→ **Exercise**:
Your answer must be the exact lines from the one holding "Query: white plaster wall" through the final line of the records below, both included, and nothing more.

[Extracted records]
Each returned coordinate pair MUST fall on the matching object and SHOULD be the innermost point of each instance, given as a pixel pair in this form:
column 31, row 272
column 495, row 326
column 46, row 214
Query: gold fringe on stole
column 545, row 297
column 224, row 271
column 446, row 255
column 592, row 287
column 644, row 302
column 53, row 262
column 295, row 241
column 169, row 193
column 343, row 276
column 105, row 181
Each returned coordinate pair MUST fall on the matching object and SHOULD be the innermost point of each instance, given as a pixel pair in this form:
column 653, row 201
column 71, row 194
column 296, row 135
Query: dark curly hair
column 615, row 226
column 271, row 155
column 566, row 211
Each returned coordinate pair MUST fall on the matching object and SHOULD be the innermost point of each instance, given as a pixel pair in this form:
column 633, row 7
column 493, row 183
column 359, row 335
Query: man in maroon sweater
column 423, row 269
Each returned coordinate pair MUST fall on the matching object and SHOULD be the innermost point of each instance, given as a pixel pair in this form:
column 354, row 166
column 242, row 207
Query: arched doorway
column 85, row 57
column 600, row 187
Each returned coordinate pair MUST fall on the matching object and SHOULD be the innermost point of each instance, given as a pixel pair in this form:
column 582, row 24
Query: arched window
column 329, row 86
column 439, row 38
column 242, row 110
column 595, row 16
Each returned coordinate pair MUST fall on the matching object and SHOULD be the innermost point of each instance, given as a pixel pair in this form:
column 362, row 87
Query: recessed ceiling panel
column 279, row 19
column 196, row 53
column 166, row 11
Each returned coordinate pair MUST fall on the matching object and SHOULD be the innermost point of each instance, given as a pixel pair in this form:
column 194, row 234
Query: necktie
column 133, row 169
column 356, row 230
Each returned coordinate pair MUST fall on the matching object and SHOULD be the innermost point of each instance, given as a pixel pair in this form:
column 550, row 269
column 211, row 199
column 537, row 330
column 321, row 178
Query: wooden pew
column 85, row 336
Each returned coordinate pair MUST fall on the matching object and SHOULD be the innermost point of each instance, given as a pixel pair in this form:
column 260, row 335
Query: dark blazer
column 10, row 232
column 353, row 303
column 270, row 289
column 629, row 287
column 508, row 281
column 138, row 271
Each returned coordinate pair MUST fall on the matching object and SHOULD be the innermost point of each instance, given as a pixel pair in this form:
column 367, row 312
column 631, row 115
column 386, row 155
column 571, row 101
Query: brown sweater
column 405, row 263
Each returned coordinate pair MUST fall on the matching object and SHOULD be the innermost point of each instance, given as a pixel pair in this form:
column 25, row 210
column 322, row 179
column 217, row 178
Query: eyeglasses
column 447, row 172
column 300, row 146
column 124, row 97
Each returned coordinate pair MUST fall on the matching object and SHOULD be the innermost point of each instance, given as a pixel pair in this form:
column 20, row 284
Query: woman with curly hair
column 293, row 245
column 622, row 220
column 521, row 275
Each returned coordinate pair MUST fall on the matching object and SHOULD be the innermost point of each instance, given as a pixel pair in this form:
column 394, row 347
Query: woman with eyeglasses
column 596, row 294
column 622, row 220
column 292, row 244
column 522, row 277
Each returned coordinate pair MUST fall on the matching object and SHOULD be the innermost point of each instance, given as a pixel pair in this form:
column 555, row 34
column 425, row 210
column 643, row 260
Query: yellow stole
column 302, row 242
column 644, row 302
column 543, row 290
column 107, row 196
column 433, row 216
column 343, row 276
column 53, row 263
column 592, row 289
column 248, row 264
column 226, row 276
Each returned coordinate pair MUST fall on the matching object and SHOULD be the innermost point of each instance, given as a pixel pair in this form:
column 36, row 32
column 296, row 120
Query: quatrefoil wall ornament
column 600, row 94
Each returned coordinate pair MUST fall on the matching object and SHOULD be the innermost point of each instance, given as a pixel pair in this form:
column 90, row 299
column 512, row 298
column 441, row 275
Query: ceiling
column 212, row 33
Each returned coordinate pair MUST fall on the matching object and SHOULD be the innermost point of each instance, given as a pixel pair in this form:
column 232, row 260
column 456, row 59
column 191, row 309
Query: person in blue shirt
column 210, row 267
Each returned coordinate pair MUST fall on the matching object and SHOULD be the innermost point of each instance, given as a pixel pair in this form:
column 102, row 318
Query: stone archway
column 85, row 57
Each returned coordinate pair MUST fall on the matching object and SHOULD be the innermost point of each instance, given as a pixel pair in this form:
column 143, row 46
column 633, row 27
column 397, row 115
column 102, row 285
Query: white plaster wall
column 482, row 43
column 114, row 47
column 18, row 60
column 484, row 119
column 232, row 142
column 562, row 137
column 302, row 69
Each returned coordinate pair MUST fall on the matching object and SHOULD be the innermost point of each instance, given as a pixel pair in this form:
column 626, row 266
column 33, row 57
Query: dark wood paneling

→ **Task result**:
Query: white plaster wall
column 482, row 43
column 114, row 47
column 18, row 60
column 484, row 119
column 232, row 142
column 562, row 137
column 302, row 69
Each returned coordinate pair MUST fall on the matching object and SHOULD be the innermost point of each instance, given as a pixel pair in this form:
column 626, row 266
column 33, row 57
Query: dark wood paneling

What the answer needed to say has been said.